» **Task to carry out**: Copy out the canonicalization forum thread text between "So they are" and "a great help.", inclusive.

» **Text passage**:
-- BEGIN --
Why is Google Reporting big increase in duplicate content after Canonicalization update?
-
Our web hosting company recently applied a update to our site that should have rectified Canonicalized URLs. Webmaster tools had been reporting duplicate content on pages that had a query string on the end.
After the update there has been a massive jump in Webmaster tools reporting now over 800 pages of duplicate content, Up from about 100 prior to the update plus it reporting some very odd pages (see attached image)
They claim they have implement Canonicalization in line with Google Panda & Penguin, but surely something is not right here and it's going to cause us a big problem with traffic.
Can anyone shed any light on the situation???
-
Hi All,
I finally got to the bottom of the problem and it is that they have not applied canonicalization across the site, only to certain pages which is not my understanding when they implemented the update a few weeks back.
So they are preparing a hot fix as part of a service pack to our site which will rectify this issue and apply canonicalization to all pages that contain query strings. This should clear that problem up once and for all.
Thank you both for your input, a great help.
-
Hi Deb... I have nice blogpost from seomoz blog for you written by Lindsey in which she has explained it very nicely about it.
http://www.seomoz.org/blog/serious-robotstxt-misuse-high-impact-solutions
In this post check the example of digg.com. Digg.com has blocked "submit" in robots.txt but still Google has indexed URLs. Check screenshot in the Blog post. Hope this help.
-
_Those URLs will be crawled by Google, but will not be Indexed. And that being said, there will be no more duplicate content issue. I hope I have made myself clear over here. _
-
Deb, even if you block those URLs in Robots.txt, Google will going to index those URLs because those URLs are interlink with website. The best way is to put canonical tag so that you will get inter linking benefits as well.
-- END --
» **Supplied records**:
-- BEGIN --
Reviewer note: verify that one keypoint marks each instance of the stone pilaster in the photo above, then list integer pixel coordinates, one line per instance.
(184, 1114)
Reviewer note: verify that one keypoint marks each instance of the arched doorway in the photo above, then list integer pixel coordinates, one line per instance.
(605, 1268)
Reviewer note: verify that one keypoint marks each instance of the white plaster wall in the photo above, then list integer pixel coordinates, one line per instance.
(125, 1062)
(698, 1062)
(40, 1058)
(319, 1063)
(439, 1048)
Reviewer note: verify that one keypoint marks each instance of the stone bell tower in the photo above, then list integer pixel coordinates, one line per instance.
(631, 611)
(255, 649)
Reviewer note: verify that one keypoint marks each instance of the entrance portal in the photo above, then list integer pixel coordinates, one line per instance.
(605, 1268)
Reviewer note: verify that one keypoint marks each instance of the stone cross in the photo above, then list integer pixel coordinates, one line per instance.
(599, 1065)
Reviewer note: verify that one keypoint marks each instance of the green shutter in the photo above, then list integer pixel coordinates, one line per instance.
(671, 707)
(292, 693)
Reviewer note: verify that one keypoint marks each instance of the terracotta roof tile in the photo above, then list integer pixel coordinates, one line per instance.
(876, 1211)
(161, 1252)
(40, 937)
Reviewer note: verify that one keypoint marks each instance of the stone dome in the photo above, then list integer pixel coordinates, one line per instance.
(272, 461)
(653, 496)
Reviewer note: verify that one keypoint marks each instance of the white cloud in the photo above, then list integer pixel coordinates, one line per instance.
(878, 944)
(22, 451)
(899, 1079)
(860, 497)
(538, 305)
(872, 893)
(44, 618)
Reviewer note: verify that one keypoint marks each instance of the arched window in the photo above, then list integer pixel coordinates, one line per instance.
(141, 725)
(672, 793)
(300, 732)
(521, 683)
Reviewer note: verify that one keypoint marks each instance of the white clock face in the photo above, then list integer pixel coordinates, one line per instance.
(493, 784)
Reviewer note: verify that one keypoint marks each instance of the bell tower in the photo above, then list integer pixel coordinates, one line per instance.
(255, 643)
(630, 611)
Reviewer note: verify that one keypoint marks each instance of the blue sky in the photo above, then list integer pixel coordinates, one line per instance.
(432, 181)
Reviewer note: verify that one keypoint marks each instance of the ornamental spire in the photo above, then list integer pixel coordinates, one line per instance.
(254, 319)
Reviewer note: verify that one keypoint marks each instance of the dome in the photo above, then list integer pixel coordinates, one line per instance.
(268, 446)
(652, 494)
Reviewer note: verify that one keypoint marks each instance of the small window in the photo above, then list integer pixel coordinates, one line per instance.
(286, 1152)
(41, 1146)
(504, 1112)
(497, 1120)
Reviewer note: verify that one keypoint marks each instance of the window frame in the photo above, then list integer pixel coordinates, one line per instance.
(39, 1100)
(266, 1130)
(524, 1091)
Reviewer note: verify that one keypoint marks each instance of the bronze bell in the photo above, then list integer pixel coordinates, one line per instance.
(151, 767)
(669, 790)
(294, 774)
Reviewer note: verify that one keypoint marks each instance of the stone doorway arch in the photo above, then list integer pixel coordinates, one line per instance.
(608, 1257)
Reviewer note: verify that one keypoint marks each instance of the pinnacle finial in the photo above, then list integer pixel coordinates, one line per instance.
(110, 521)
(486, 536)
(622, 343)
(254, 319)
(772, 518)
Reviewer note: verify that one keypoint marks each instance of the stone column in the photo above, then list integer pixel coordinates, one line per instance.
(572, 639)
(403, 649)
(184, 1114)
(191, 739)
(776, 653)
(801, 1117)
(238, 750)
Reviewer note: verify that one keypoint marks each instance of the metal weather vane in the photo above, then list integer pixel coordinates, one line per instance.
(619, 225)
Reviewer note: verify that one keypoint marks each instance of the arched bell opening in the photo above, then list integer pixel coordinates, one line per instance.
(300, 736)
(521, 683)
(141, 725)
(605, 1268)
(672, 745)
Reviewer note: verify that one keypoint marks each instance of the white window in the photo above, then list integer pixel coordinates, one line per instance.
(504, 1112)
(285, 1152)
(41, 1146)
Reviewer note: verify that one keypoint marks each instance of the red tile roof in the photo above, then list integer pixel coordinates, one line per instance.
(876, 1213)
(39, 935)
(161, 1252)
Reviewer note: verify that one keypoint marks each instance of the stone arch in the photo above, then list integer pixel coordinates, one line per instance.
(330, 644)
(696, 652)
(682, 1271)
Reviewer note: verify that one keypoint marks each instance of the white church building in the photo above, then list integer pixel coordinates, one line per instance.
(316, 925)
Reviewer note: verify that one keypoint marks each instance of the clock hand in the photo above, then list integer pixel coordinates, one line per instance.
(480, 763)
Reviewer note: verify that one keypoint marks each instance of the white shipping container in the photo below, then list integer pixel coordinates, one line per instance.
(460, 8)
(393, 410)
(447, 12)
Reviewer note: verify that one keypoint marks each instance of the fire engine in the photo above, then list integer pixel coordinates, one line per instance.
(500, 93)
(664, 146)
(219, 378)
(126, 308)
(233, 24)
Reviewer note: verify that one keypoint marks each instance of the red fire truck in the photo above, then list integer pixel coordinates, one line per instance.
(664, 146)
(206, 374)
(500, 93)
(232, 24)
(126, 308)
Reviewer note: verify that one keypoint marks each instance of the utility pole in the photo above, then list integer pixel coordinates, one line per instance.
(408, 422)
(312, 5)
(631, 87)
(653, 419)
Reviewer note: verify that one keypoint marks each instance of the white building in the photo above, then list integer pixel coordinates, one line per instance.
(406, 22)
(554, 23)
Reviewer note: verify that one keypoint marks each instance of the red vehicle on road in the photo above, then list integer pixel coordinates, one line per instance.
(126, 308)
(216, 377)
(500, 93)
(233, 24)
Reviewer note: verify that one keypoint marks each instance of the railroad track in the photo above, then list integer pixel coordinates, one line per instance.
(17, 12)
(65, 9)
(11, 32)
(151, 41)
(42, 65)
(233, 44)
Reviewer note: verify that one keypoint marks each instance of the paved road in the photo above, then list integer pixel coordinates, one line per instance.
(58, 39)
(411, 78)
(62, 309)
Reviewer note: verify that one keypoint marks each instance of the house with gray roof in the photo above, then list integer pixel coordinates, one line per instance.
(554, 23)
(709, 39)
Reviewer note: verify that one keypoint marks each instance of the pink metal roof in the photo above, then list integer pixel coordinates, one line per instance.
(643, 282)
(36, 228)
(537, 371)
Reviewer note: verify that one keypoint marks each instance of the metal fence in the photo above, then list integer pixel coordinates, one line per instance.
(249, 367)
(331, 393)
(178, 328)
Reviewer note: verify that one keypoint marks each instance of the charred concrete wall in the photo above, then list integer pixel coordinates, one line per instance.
-- END --
» **Task result**:
So they are preparing a hot fix as part of a service pack to our site which will rectify this issue and apply canonicalization to all pages that contain query strings. This should clear that problem up once and for all.
Thank you both for your input, a great help.